Письменное задание. Верните без изменений отрывок из текста о молчании, начиная со слов «Такому восприятию речи» и заканчивая словами «сознательно выбравших молчание.» включительно.

Текст для чтения.
Такому восприятию речи в регистре Шатле было противопоставлено поведение нескольких заключенных, в качестве стратегии поведения сознательно выбравших молчание.

* * *

По мнению Эвы Эстерберг, молчание всегда являлось лишь дополнением к значимой (экзистенциальной) речи, поскольку речь управляет ходом событий, тогда как молчание служит способом их замедления: «Молчание служит выражением сознательной тактики поведения. Люди молчат вместо того, чтобы говорить, и не говорят ничего, чтобы, выиграв время, все как следует обдумать и лучше подготовиться к предстоящей борьбе»[119].

Исходные данные.
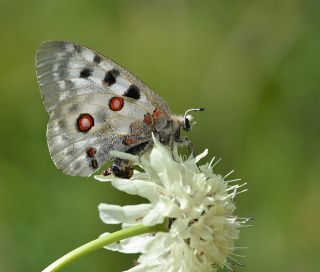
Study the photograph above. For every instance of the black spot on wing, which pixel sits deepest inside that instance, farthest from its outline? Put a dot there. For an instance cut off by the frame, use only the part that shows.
(97, 59)
(110, 77)
(135, 150)
(132, 92)
(94, 164)
(85, 73)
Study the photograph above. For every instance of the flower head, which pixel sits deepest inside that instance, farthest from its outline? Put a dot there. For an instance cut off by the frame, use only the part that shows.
(197, 203)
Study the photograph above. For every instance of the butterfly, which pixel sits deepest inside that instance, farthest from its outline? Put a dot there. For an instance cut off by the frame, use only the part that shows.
(96, 106)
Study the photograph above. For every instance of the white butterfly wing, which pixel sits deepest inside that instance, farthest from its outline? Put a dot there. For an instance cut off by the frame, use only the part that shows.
(77, 86)
(66, 69)
(81, 153)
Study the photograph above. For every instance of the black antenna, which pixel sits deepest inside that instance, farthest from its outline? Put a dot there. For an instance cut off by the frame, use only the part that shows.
(187, 126)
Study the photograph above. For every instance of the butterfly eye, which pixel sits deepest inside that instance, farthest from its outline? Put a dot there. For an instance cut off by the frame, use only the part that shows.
(85, 122)
(116, 103)
(186, 125)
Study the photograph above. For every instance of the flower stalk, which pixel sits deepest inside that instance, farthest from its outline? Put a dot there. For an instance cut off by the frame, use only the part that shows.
(102, 241)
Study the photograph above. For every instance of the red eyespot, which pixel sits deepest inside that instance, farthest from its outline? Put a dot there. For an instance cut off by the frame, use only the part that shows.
(147, 119)
(116, 103)
(85, 122)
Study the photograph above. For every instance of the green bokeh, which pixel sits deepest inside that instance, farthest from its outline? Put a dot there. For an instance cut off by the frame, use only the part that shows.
(254, 66)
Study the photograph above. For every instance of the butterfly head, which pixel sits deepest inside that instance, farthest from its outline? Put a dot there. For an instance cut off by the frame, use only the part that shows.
(186, 119)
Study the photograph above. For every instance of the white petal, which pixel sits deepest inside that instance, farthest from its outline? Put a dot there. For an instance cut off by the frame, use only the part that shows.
(131, 214)
(139, 187)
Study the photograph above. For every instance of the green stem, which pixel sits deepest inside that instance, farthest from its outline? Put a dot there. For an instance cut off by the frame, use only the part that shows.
(103, 241)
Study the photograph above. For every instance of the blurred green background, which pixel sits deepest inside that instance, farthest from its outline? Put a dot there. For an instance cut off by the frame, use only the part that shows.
(254, 66)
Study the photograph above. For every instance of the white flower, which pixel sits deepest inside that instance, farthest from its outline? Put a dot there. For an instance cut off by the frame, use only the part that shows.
(197, 202)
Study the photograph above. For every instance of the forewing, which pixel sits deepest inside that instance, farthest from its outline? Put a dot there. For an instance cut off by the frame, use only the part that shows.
(66, 70)
(80, 153)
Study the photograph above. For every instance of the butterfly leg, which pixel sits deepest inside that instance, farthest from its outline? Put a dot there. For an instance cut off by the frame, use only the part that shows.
(120, 168)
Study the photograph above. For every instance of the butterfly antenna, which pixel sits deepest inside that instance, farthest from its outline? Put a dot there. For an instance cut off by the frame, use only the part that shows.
(187, 126)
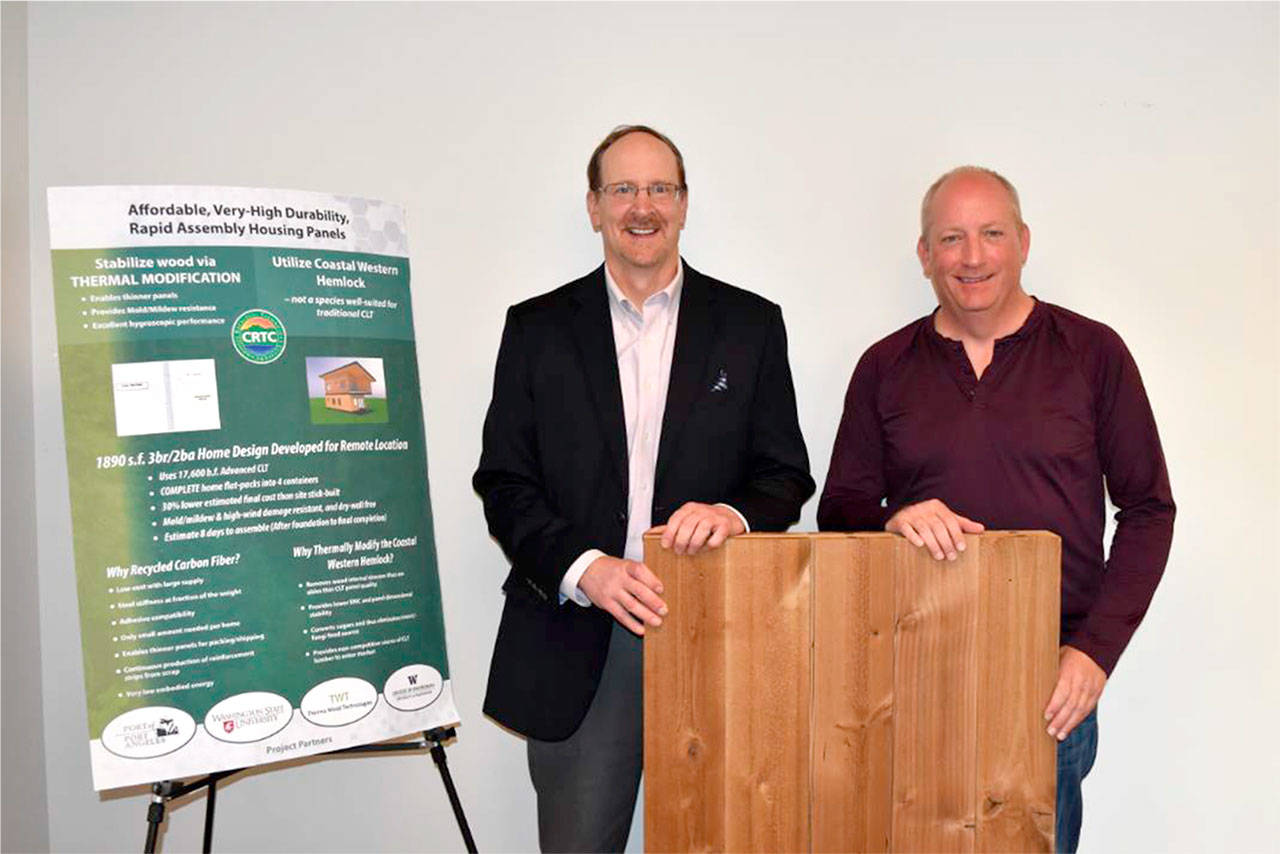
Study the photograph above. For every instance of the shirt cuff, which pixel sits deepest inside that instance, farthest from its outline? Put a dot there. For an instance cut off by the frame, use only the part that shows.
(746, 529)
(568, 584)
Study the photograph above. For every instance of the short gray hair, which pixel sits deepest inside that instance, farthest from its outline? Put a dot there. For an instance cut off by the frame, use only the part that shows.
(967, 170)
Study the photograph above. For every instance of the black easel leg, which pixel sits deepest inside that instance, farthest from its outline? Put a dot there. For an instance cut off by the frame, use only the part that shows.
(155, 816)
(435, 738)
(211, 800)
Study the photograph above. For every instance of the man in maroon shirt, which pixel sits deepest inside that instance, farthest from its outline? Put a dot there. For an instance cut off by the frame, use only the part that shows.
(1002, 411)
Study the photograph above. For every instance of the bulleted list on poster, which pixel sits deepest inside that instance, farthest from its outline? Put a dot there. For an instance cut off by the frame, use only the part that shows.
(252, 529)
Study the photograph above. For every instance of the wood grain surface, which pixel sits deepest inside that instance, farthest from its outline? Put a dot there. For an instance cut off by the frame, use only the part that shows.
(853, 654)
(848, 693)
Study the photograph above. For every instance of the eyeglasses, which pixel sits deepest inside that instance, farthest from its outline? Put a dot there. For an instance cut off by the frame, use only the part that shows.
(659, 192)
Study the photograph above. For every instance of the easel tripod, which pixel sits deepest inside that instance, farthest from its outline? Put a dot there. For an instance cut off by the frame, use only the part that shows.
(161, 793)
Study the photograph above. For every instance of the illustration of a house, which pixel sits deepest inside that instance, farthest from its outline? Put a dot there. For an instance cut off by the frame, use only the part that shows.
(344, 388)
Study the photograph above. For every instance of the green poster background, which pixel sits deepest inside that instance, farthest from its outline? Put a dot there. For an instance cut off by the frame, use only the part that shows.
(263, 616)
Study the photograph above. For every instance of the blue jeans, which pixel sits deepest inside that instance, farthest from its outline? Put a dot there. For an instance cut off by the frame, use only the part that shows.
(1074, 761)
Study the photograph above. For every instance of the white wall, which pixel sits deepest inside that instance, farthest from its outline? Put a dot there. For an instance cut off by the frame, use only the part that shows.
(1142, 137)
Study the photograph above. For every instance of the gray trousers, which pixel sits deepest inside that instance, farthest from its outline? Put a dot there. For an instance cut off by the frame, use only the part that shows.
(586, 784)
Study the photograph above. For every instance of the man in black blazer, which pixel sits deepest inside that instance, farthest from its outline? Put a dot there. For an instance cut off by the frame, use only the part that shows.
(644, 393)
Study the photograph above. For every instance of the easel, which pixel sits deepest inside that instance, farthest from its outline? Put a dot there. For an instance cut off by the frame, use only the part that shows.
(161, 793)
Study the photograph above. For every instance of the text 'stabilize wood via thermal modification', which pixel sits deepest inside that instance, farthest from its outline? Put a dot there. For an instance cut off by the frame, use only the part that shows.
(849, 693)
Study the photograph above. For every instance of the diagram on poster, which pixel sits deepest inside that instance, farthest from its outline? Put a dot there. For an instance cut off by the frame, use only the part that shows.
(252, 530)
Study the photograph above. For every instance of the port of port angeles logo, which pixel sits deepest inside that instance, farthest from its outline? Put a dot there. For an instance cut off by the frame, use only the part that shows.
(259, 336)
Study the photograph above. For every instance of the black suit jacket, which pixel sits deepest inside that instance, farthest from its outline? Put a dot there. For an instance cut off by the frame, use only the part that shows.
(553, 470)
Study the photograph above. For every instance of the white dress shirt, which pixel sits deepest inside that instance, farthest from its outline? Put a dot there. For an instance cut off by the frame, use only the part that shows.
(645, 341)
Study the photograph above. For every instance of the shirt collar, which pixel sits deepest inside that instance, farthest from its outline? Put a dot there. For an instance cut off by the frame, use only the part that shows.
(670, 293)
(1028, 327)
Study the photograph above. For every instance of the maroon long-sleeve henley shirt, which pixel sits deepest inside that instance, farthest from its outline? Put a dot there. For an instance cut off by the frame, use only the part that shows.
(1060, 409)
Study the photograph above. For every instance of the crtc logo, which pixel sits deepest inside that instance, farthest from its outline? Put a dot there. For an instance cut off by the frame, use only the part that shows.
(259, 336)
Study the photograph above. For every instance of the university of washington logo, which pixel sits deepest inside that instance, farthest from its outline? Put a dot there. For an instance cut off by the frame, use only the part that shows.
(259, 336)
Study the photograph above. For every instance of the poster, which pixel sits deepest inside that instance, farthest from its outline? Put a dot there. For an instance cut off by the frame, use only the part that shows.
(245, 448)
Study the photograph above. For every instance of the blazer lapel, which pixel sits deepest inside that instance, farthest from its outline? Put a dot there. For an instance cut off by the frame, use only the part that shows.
(695, 333)
(593, 332)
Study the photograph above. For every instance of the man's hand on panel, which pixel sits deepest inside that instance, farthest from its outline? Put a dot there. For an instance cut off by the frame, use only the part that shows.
(1079, 685)
(935, 526)
(695, 526)
(626, 589)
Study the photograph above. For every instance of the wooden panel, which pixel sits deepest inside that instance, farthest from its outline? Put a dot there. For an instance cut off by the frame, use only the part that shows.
(768, 694)
(684, 706)
(1016, 672)
(849, 693)
(935, 689)
(853, 665)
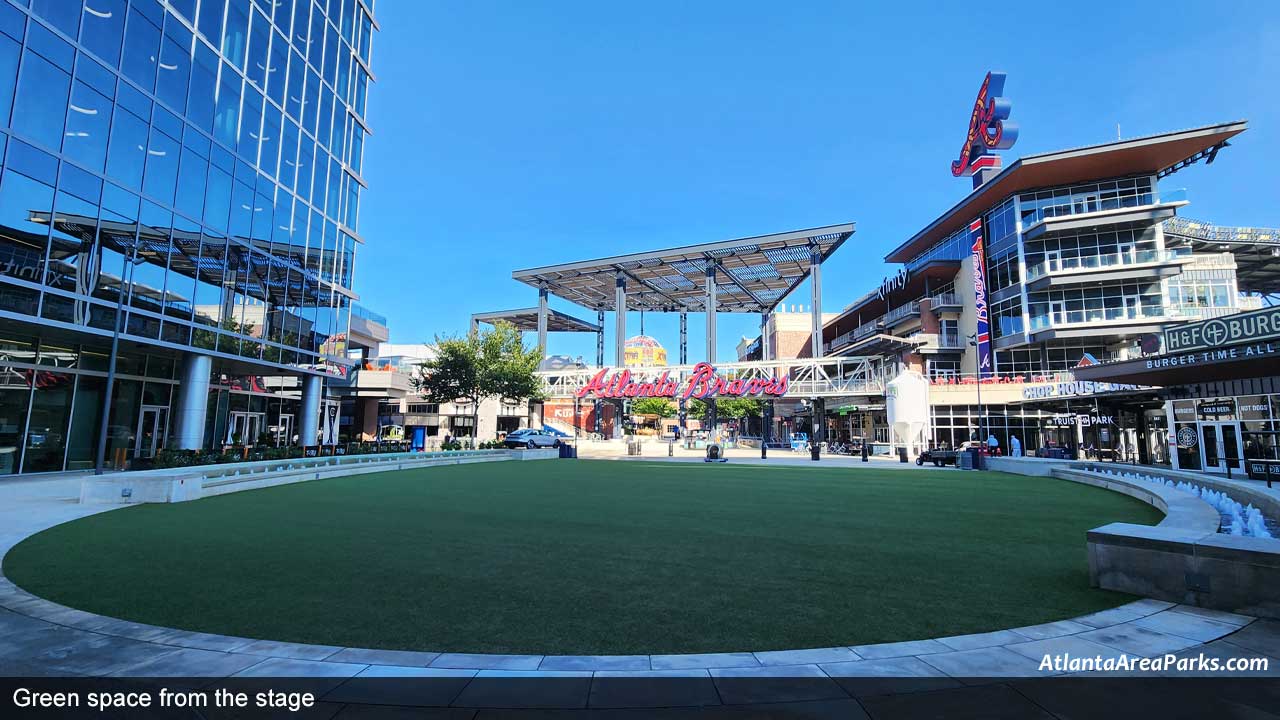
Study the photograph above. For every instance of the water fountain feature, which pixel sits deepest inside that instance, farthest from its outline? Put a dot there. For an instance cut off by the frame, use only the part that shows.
(1238, 519)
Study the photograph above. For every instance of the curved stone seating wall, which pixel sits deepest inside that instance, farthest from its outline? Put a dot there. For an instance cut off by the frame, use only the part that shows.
(1183, 559)
(179, 484)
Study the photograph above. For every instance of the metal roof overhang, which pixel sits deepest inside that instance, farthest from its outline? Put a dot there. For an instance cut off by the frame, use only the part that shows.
(1112, 329)
(872, 305)
(1244, 367)
(753, 273)
(1150, 154)
(876, 345)
(1130, 217)
(526, 319)
(1257, 263)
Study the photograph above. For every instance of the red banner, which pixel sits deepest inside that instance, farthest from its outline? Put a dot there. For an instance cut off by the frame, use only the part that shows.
(704, 382)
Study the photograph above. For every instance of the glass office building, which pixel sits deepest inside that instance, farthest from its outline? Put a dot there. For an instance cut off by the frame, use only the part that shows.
(186, 173)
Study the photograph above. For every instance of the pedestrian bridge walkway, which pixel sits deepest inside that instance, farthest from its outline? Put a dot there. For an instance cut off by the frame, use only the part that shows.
(824, 377)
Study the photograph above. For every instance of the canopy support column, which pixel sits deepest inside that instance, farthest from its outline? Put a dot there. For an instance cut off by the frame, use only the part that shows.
(816, 290)
(599, 361)
(620, 311)
(711, 311)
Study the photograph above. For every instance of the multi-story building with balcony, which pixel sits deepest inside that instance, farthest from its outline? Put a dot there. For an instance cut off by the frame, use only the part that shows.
(179, 209)
(1074, 256)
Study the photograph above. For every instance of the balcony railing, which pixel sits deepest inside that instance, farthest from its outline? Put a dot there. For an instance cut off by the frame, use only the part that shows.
(361, 311)
(862, 331)
(945, 300)
(1120, 259)
(1096, 201)
(949, 340)
(1068, 318)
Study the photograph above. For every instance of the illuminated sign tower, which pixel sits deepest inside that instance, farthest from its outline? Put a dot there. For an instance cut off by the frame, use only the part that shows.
(988, 130)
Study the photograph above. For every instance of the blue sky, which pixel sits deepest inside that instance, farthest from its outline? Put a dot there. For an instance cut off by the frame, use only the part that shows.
(512, 135)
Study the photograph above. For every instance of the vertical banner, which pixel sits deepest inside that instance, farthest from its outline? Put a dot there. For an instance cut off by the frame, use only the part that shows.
(986, 365)
(330, 424)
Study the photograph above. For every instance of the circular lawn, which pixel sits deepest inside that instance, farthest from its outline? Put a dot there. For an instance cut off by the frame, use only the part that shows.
(593, 557)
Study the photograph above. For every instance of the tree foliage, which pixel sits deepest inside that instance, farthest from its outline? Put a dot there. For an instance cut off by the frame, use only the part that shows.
(726, 408)
(489, 363)
(659, 406)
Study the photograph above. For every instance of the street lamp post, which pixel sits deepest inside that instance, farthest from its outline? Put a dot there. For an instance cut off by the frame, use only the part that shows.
(982, 438)
(100, 458)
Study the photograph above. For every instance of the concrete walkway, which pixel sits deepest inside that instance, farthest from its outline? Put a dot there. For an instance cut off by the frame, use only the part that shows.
(39, 637)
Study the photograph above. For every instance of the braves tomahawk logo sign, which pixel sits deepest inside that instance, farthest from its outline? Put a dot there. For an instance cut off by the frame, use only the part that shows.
(988, 130)
(979, 305)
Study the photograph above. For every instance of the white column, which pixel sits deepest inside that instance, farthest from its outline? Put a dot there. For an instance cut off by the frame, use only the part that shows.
(309, 424)
(816, 291)
(711, 311)
(542, 322)
(764, 336)
(192, 402)
(620, 309)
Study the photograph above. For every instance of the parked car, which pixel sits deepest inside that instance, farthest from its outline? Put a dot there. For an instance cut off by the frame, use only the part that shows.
(530, 438)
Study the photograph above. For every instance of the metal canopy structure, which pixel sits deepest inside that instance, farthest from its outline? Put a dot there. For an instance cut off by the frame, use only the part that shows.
(1256, 250)
(752, 274)
(526, 319)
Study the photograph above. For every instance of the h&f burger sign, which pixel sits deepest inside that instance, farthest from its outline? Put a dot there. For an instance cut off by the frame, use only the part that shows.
(1244, 327)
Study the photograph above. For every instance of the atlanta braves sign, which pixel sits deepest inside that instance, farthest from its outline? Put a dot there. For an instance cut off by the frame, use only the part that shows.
(704, 382)
(979, 296)
(988, 130)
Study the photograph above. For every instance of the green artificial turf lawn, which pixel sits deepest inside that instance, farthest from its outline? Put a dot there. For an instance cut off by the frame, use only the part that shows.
(594, 557)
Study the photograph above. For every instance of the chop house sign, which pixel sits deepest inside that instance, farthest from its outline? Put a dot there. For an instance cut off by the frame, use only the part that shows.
(704, 382)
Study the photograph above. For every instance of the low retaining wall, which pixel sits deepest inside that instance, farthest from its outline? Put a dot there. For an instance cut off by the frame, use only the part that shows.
(179, 484)
(1183, 559)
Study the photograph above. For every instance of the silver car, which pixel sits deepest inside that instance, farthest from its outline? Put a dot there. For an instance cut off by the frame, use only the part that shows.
(530, 438)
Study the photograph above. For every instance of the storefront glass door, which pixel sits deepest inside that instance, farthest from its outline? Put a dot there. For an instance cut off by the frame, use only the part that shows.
(1220, 446)
(152, 425)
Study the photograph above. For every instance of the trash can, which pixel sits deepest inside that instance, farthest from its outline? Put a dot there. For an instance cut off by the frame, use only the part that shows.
(974, 459)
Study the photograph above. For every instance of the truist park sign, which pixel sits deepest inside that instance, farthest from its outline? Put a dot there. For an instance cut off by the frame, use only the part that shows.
(1232, 329)
(704, 382)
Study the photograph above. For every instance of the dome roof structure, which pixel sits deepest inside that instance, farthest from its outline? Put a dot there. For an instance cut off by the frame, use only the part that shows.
(643, 351)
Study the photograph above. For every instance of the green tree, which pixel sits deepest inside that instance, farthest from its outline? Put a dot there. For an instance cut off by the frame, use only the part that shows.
(659, 406)
(489, 363)
(726, 408)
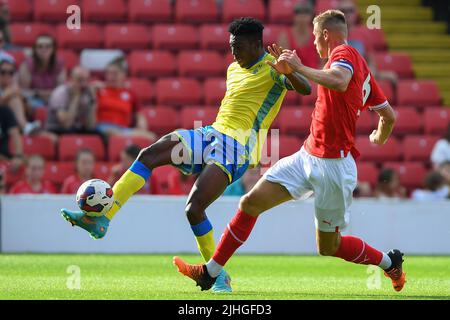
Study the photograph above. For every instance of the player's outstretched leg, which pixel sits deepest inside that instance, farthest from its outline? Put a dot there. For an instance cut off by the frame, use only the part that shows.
(132, 181)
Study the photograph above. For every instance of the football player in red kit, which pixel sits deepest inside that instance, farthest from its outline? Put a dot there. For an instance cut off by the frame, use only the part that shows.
(325, 165)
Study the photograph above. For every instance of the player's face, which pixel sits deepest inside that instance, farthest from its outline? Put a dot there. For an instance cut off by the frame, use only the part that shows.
(320, 43)
(243, 50)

Результат выполнения.
Такому восприятию речи в регистре Шатле было противопоставлено поведение нескольких заключенных, в качестве стратегии поведения сознательно выбравших молчание.